▸ STATED PROBLEM 1
State how many lines of the records contain the string "petal", treating uppercase and lowercase as distinct, and give only that number.

▸ PASSAGE GIVEN
..............................
Just about everyone believes they are logical and are good thinkers, but few people understand how to do so. Logic refers to the rules of good thinking. Understanding some simple rules will help you know when to accept someone's beliefs or when to doubt them. It also lets someone take their own beliefs or seek additional evidence. Richard Dawkins (RD) is famous, quite confident, and boldly criticizes religion. Should we accept this famous scientist's beliefs about the sneaky aliens coming to Earth and planting life on our planet?
How about Dr Peter Boghossion, a one-time beloved professor of philosophy at Portland State University? He has a better understanding of logic than me and certainly would not deceive his students whose parents spent a lot of money on education and preparation for life. He wouldn't lie, would he?
I will cover two simple types of thinking and the terms used to understand them: deductive and inductive. For example, Socrates's argument above contains two premises and a conclusion. In logic, the argument is not an emotional discussion between people but simply an organized method of finding information about a topic. It includes premises (pieces of information) and a conclusion. Is this a good argument?
In evaluating the argument, we determine whether the premises infer the conclusion and then assess the validity of the premises. The conclusion is inferred from the premises. Then, we check the validity of the premises. If the premises are more likely true than their opposite or more likely than their detractors, the argument is sound. It is important to understand the argument is not proof because, other than mathematics, very few things are proof. Another type of argument is an inductive argument.
..............................
▸ EXCERPTED DATA

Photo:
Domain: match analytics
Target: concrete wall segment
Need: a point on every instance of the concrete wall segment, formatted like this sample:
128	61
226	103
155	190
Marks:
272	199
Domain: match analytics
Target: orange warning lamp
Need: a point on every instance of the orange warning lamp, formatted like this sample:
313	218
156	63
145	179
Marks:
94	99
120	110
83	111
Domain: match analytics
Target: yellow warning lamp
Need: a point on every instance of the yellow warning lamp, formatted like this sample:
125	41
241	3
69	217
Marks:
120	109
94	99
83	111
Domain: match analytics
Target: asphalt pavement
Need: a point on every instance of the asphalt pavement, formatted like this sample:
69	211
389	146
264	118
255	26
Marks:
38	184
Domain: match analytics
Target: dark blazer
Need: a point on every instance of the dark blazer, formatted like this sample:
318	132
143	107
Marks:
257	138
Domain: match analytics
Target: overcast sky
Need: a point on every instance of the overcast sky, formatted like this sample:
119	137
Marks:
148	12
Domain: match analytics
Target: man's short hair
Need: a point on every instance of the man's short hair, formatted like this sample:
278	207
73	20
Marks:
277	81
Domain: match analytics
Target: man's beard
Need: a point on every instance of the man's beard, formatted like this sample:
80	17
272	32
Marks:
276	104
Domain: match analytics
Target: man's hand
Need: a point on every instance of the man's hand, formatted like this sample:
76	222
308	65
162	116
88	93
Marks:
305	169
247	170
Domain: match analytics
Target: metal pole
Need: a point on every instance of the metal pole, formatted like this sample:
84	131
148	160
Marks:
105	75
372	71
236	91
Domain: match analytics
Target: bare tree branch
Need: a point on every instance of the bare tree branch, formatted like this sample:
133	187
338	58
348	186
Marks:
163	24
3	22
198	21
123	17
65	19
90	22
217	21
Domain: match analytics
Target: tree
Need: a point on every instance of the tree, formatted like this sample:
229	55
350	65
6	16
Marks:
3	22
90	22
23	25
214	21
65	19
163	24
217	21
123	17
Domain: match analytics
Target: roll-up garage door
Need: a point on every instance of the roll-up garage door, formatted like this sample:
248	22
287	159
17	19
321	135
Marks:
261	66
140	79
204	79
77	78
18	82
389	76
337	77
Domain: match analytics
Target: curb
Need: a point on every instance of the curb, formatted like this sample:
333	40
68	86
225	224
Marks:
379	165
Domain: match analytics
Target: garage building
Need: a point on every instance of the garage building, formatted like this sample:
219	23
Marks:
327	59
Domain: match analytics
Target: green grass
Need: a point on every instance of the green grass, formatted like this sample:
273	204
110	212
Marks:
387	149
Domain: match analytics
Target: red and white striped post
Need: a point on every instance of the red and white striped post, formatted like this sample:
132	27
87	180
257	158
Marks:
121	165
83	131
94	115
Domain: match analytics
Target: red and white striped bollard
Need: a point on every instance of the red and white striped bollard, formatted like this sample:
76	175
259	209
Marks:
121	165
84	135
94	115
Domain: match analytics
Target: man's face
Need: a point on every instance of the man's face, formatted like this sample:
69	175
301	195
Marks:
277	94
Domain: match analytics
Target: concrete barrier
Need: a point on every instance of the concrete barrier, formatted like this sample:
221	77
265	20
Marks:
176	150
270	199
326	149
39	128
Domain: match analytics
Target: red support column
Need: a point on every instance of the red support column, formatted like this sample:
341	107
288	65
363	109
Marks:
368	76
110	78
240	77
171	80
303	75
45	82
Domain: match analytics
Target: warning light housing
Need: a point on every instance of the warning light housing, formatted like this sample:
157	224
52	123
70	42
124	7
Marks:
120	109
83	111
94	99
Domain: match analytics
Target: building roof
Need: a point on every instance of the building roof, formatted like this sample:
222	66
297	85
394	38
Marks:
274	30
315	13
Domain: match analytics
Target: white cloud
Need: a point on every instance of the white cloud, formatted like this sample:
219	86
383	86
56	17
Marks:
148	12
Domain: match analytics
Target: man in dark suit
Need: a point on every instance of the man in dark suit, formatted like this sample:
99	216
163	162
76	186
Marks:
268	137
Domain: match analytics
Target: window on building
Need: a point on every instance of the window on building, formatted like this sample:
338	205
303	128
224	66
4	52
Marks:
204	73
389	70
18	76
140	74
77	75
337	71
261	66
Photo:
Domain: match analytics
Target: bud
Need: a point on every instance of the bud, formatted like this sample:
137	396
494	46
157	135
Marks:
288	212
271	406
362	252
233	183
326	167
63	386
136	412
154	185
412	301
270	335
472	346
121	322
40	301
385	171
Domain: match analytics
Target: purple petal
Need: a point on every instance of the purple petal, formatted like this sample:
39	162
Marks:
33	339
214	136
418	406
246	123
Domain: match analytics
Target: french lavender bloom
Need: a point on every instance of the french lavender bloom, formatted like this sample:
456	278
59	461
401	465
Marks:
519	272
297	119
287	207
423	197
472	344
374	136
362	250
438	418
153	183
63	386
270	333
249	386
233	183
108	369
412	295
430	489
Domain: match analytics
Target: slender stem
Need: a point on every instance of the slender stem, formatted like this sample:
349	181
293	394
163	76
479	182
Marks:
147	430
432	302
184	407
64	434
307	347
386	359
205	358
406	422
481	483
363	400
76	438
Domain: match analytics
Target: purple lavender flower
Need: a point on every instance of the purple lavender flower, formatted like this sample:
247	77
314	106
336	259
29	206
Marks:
..............................
▸ STATED PROBLEM 2
Reproduce the entire passage on logic above word for word.

▸ EXERCISE SOLUTION 1
2

▸ EXERCISE SOLUTION 2
Just about everyone believes they are logical and are good thinkers, but few people understand how to do so. Logic refers to the rules of good thinking. Understanding some simple rules will help you know when to accept someone's beliefs or when to doubt them. It also lets someone take their own beliefs or seek additional evidence. Richard Dawkins (RD) is famous, quite confident, and boldly criticizes religion. Should we accept this famous scientist's beliefs about the sneaky aliens coming to Earth and planting life on our planet?
How about Dr Peter Boghossion, a one-time beloved professor of philosophy at Portland State University? He has a better understanding of logic than me and certainly would not deceive his students whose parents spent a lot of money on education and preparation for life. He wouldn't lie, would he?
I will cover two simple types of thinking and the terms used to understand them: deductive and inductive. For example, Socrates's argument above contains two premises and a conclusion. In logic, the argument is not an emotional discussion between people but simply an organized method of finding information about a topic. It includes premises (pieces of information) and a conclusion. Is this a good argument?
In evaluating the argument, we determine whether the premises infer the conclusion and then assess the validity of the premises. The conclusion is inferred from the premises. Then, we check the validity of the premises. If the premises are more likely true than their opposite or more likely than their detractors, the argument is sound. It is important to understand the argument is not proof because, other than mathematics, very few things are proof. Another type of argument is an inductive argument.